__Problem statement__:
Copy every line of the records below exactly as it appears, leaving out the pictures.

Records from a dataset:
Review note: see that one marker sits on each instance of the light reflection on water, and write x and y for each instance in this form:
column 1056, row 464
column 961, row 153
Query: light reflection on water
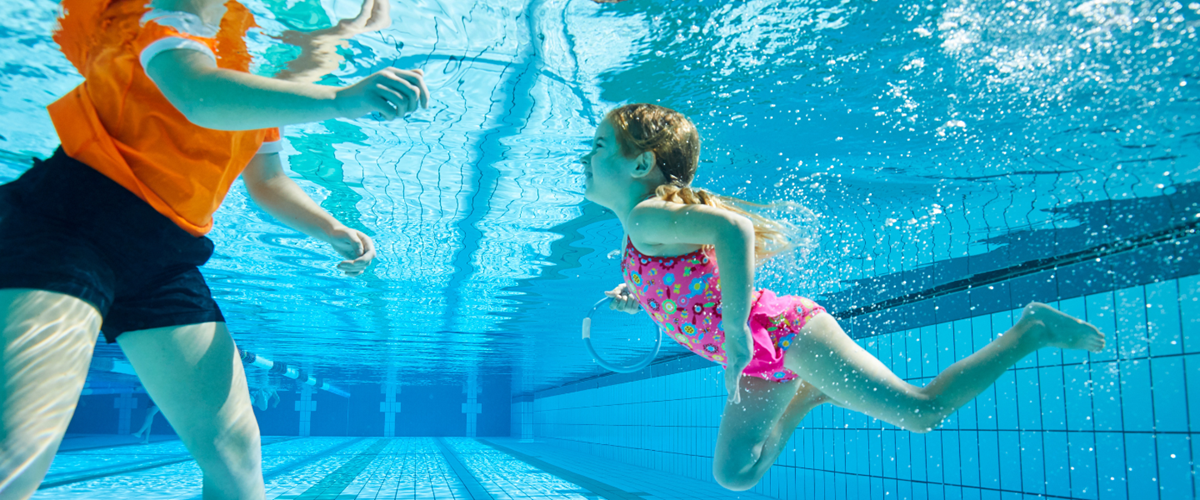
column 915, row 132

__Exercise result__:
Review note: see that one marker sits on each instance of the light reflection on water, and write x and y for each instance in this form:
column 1056, row 464
column 961, row 153
Query: light reflection on water
column 915, row 132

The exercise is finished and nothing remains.